Archive for May, 2009

New thing to be scared of: we’re crap at cybersecurity

(Via Ars Technica)

There’s a new report out on US cyber security(PDF)

It’s a big-ass problem:

a growing array of state and non-state actors are compromising, stealing, changing, or destroying information and could cause critical disruptions to U.S. systems. At the same time, traditional telecommunications and Internet networks continue to converge, and other infrastructure sectors are adopting the Internet as a primary means of interconnectivity. The United States faces the dual challenge of maintaining an environment that promotes efficiency, innovation, economic prosperity, and free trade while also promoting safety, security, civil liberties, and privacy rights.

Yikes. So how does the government feel about this?

Leadership should be elevated and strongly anchored within the White House to provide direction, coordinate action, and achieve results. In addition, federal leadership and accountability for cybersecurity should be strengthened.

OK, good. I’m glad to hear that, because the last guy wasn’t really up on this stuff. He had this guy named Richard Clarke, remember? Right before 9/11 he got politely demoted for making a nuisance of himself by whining about a group called Al Qaeda. He asked to go to cyber-security, but wasn’t in the National Security Council anymore because oldster politicians think computers suck and wish they’d just go away.

So cool — glad that we’ve got someone in the White House who cares about keeping computers safe so that it’s easier for computers to Run All the Things of Man. Now that we’re down with cybersecurity, what are we going to do about it?

Well here’s an action plan from p. 8:

  • Appoint a cybersecurity policy official responsible for coordinating the Nation’s cybersecurity policies and activities; establish a strong NSC directorate, under the direction of the cybersecurity policy official dual-hatted to the NSC and the NEC, to coordinate interagency development of cybersecurity-related strategy and policy.
  • Prepare for the President’s approval an updated national strategy to secure the information and communications infrastructure. This strategy should include continued evaluation of CNCI activities and, where appropriate, build on its successes.
  • Designate cybersecurity as one of the President’s key management priorities and establish performance metrics.
  • Designate a privacy and civil liberties official to the NSC cybersecurity directorate.

■ WRITTEN INSTRUCTION A:
Answer these from the cybersecurity post:
(i) Through which site did the post's author come across the report?
(ii) Who was politely demoted right before 9/11?
(iii) From which page of the report is the action plan taken?
■ WRITTEN INSTRUCTION B: According to the cybersecurity post, what are state and non-state actors doing to information? List every action named.
The material comes from a different source than the cybersecurity post.

■ SOURCE EXCERPT:
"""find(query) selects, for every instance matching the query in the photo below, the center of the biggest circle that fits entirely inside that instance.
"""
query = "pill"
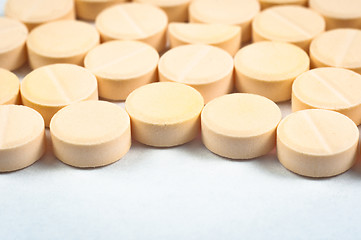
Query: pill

■ WRITTEN REPLY A:
(i) Ars Technica
(ii) Richard Clarke
(iii) Page 8

■ WRITTEN REPLY B: Compromising, stealing, changing, destroying